Leonidas Galanis is an Engineering Manager at Facebook where he supports the distributed training platform team in Facebook's Artificial Intelligence Infrastructure organization. Prior to that, he was managing the RocksDB and MySQL Software Engineering teams, and built the engineering team that delivered the MyRocks server that is used to store the Facebook social graph and Facebook messenger data (among other data). Before his time at Facebook, he was a Director at Oracle, where he was responsible for the diagnostic & tuning pack and the real application testing option of the Oracle relational database. In 2004, he got his Ph.D. in databases from the University of Wisconsin-Madison.Distributed Training of Deep Learning Models for Recommendation Systems
Machine learning results have been increasingly impressive over the last years with many successful real world applications. Deep learning, in particular, has enabled major breakthroughs. For example, image classification can now achieve better results than humans. At Facebook the need for faster training of deep learning models with larger amounts of data is growing. At the same time the use of existing hardware resources as they are available is essential. We are addressing the aforementioned challenges with distributed training. This presentation provides an overview of distributed training at Facebook. There are challenges in reading training data, interacting with model artifacts and training checkpoints during the often very long process of offline training. Moving and reconfiguring model data through the various training stages (offline, model warmup and online training) while scaling the model size beyond what can fit into a single host presents several problems. Devising distributed optimization algorithms that allow us to use increasingly more trainers in order to reduce the time of training as well as leverage existing resources opportunistically is a very active research area.
----
## Task requirements
A - Do these statements agree with the talk description? For each, answer yes or no and quote the words that decide it.
(i) Before joining Facebook, Galanis was a Director at Oracle.
(ii) Image classification still falls short of human results.
(iii) Galanis earned his Ph.D. from the University of Wisconsin-Madison in 2004.
B - Answer from the talk description:
(i) Which team does Galanis currently support at Facebook?
(ii) What server did the engineering team he built deliver?
(iii) Which training stages does the talk description name?
The records are separate material from the talk description.
----
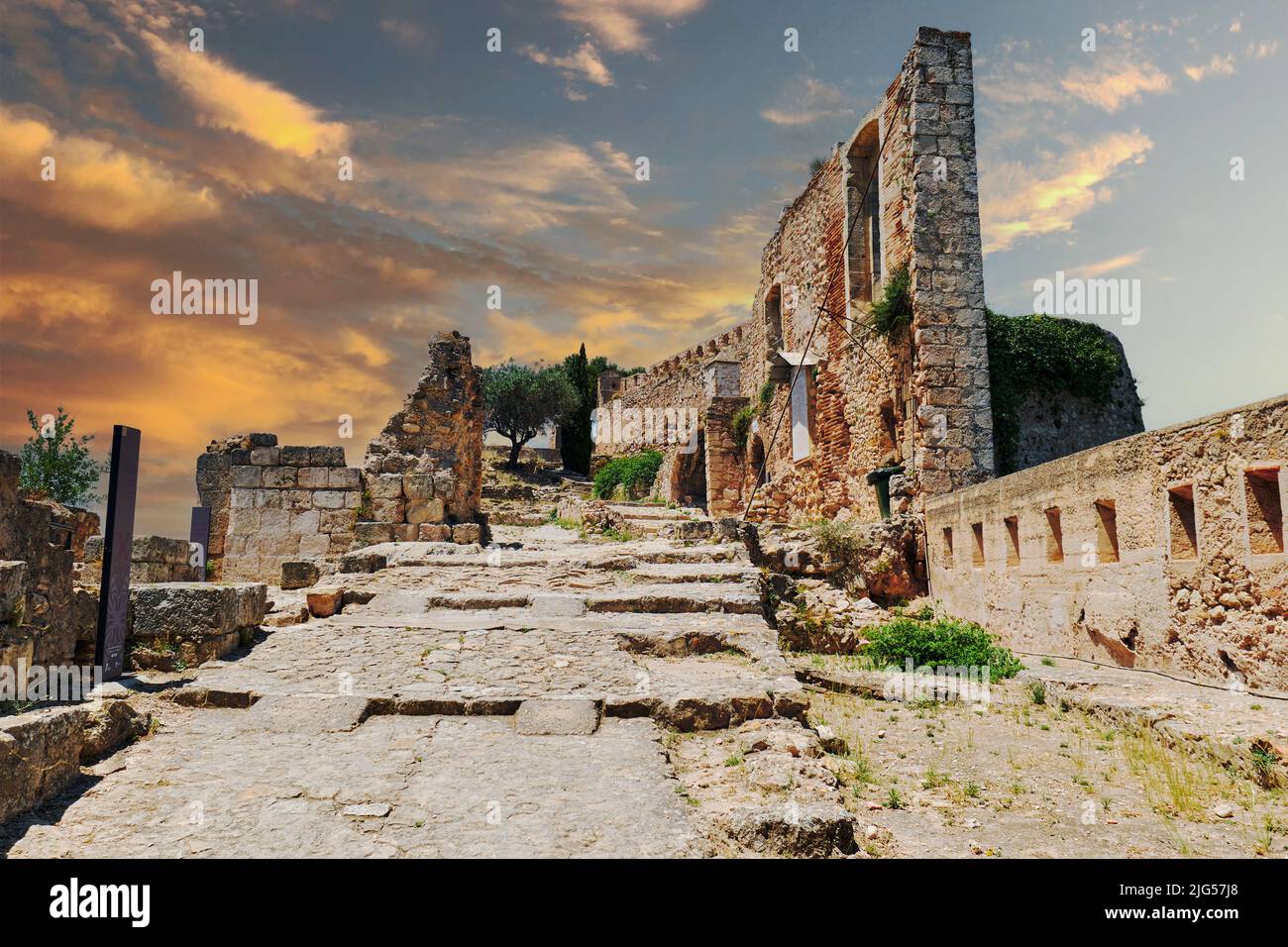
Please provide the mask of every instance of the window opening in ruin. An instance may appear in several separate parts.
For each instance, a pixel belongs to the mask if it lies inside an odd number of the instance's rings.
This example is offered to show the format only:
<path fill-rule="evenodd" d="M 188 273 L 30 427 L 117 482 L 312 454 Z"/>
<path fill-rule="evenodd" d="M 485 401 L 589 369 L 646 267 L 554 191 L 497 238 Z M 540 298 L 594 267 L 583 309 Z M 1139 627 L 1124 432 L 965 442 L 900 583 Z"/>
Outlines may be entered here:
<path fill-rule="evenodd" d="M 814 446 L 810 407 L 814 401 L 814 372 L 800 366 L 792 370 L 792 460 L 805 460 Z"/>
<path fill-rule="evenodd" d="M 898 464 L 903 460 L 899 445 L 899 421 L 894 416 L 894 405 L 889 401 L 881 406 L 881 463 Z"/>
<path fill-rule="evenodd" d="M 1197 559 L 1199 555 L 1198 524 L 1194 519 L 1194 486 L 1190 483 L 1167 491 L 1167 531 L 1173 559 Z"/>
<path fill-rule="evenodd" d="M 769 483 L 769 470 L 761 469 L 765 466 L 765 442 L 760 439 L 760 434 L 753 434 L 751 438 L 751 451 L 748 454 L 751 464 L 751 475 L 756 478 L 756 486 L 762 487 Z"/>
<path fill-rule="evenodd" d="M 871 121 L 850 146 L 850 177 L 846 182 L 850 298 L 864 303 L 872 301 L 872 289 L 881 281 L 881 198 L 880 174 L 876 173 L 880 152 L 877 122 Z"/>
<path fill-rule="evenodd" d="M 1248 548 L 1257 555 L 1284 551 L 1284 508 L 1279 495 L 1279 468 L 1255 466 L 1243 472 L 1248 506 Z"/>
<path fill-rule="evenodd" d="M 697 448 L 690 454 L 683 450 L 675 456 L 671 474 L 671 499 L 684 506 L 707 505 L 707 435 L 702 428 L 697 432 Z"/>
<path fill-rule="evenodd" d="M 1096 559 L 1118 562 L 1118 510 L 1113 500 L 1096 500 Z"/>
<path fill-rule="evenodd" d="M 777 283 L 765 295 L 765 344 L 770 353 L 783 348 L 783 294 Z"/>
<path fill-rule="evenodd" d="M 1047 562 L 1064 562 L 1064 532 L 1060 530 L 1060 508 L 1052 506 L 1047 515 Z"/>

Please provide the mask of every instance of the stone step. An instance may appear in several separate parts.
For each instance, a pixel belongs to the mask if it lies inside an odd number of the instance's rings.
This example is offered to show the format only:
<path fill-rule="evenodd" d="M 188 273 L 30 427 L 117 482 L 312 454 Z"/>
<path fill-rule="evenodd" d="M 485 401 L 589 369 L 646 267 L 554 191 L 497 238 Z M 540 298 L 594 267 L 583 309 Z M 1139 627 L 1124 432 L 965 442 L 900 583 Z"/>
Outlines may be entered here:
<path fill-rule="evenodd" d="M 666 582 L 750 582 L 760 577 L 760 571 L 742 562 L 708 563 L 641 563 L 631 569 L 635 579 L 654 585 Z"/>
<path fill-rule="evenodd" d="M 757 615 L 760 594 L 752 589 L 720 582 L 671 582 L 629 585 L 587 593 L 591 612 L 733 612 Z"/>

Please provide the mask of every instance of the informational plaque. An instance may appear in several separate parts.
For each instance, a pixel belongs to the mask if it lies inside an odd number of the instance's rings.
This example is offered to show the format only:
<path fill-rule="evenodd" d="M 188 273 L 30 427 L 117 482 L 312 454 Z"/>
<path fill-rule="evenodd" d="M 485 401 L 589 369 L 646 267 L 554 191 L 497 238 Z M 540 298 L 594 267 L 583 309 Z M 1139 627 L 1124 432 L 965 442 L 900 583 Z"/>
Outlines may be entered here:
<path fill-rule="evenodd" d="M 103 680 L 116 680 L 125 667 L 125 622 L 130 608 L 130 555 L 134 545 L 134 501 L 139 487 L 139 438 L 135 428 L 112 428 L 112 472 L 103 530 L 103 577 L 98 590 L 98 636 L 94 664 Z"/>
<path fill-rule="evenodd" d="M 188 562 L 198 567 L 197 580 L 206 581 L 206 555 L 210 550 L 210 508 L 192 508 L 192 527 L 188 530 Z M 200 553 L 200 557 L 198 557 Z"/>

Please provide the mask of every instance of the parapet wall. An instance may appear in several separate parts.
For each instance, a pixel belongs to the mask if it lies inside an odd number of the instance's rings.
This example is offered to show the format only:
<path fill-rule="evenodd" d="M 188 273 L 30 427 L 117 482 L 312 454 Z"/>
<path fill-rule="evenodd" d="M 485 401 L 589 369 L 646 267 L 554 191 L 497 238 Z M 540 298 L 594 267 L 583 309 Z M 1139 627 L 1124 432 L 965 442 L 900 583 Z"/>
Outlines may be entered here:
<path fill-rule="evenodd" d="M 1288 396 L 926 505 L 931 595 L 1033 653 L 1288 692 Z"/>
----
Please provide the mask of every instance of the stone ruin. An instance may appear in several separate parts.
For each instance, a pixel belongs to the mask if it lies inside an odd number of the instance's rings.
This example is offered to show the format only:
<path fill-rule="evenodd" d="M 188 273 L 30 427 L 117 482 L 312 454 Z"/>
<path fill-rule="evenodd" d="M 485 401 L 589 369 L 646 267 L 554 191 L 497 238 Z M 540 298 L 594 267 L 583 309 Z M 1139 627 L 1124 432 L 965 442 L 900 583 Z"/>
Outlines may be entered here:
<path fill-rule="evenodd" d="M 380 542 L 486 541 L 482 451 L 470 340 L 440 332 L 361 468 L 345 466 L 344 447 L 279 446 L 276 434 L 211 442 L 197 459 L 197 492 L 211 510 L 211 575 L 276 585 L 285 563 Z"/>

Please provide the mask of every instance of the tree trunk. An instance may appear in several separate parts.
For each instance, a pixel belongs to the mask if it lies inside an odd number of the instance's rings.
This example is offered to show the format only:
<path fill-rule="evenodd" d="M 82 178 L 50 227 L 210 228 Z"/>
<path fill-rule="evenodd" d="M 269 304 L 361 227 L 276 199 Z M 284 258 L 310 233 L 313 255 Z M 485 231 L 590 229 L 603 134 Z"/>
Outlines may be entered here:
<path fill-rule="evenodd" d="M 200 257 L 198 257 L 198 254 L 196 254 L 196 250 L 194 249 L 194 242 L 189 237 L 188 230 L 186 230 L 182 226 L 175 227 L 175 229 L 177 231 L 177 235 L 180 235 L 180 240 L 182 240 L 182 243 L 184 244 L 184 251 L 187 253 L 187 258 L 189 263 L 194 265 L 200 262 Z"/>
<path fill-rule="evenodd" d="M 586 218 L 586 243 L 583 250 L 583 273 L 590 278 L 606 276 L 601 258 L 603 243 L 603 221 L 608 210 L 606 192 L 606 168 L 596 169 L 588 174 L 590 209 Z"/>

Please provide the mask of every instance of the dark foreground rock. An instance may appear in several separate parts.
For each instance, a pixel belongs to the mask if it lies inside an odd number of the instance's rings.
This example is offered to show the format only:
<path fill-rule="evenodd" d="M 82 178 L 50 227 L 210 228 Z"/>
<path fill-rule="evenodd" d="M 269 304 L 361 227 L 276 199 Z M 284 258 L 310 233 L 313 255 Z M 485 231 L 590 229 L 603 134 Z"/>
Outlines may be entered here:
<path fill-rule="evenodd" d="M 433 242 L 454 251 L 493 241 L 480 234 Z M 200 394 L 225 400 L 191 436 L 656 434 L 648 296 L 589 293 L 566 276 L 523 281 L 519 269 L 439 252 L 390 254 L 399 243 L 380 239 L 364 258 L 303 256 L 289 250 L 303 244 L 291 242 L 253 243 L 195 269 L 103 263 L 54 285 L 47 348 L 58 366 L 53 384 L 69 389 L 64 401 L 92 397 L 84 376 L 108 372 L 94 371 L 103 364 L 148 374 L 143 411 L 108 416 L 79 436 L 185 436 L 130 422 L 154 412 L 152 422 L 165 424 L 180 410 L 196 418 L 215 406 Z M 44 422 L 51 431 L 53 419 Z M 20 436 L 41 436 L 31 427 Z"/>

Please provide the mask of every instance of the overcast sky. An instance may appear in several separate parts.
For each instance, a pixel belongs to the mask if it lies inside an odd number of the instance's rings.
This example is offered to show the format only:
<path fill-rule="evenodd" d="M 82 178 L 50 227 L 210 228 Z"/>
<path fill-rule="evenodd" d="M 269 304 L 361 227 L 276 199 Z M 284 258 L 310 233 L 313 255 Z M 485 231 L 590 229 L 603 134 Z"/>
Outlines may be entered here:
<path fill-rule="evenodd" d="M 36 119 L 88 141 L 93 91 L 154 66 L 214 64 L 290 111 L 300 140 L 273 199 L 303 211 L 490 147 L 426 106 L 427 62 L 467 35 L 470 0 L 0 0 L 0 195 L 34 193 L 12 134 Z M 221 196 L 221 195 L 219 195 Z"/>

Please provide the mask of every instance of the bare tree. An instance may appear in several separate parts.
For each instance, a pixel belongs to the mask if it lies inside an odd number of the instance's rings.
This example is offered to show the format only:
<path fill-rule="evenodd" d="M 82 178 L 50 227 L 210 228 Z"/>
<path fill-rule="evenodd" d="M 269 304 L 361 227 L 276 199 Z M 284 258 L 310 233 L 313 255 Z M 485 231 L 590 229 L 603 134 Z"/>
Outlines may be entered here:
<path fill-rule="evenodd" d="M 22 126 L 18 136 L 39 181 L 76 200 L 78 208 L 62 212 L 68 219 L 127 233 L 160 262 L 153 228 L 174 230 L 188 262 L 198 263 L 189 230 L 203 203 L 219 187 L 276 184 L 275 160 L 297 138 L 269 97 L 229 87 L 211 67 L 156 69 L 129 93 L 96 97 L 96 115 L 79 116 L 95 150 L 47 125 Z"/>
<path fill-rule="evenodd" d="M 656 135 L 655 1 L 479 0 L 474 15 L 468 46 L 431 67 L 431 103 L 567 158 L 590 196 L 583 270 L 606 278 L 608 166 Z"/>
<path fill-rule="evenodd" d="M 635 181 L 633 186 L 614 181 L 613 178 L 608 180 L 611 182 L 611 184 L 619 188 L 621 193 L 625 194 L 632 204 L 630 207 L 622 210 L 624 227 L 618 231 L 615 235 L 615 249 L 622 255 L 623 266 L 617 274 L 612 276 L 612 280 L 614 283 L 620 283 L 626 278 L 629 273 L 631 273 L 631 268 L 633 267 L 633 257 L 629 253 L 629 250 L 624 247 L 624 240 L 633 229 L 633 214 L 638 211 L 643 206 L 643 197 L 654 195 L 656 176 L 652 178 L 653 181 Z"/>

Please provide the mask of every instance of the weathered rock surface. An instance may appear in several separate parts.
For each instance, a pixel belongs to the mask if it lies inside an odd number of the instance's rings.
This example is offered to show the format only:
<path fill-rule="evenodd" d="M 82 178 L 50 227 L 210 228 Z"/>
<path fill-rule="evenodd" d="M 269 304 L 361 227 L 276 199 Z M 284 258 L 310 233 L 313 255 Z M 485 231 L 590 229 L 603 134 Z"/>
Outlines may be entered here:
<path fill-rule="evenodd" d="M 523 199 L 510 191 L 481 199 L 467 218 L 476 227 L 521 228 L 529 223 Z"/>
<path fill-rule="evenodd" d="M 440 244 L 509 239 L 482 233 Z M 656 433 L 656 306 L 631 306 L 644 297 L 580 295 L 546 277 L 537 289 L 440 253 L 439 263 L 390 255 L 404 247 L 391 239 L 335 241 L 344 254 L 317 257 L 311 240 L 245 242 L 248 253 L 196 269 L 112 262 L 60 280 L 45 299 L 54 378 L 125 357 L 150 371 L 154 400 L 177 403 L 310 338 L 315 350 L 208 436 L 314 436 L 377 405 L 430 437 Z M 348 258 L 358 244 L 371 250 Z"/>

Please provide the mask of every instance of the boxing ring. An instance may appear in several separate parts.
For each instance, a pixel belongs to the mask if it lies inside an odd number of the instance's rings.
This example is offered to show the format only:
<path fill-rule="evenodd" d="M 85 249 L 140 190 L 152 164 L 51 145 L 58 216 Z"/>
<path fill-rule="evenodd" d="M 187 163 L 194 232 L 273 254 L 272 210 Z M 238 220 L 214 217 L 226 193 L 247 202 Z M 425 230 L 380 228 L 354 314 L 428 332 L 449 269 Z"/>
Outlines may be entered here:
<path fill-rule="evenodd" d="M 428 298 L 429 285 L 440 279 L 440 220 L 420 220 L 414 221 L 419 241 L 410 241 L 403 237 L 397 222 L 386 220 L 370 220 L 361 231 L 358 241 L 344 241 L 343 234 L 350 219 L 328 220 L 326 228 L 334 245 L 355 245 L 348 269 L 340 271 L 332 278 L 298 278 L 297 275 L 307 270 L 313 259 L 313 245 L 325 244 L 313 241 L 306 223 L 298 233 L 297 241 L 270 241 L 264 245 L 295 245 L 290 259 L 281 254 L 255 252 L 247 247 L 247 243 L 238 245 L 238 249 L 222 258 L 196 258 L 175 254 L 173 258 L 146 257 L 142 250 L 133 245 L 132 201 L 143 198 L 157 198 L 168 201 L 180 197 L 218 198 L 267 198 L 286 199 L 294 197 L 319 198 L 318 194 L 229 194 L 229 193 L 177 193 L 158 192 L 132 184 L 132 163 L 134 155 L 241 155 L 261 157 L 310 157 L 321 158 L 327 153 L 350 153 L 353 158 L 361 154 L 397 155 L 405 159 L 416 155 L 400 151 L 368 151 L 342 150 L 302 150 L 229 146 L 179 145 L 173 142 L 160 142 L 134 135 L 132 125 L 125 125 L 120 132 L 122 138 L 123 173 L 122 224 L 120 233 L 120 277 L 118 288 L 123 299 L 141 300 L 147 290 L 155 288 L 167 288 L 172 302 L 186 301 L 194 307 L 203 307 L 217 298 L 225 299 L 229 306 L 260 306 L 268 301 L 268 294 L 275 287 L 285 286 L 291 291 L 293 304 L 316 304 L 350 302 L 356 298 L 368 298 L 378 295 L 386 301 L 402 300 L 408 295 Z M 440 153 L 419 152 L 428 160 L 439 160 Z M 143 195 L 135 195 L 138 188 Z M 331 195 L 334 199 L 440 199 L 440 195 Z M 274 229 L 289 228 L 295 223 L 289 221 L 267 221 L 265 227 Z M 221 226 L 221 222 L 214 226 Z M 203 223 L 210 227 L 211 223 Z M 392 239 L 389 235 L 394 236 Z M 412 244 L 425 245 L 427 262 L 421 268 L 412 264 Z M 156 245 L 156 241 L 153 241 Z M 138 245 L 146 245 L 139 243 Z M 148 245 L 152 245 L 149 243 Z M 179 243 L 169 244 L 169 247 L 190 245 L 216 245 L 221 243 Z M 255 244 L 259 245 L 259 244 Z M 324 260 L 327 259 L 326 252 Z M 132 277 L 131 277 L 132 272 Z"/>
----
## Answers provided
A -
(i) Yes: "Before his time at Facebook, he was a Director at Oracle"
(ii) No: "image classification can now achieve better results than humans"
(iii) Yes: "In 2004, he got his Ph.D. in databases from the University of Wisconsin-Madison"

B -
(i) The distributed training platform team in Facebook's Artificial Intelligence Infrastructure organization.
(ii) The MyRocks server.
(iii) Offline, model warmup and online training.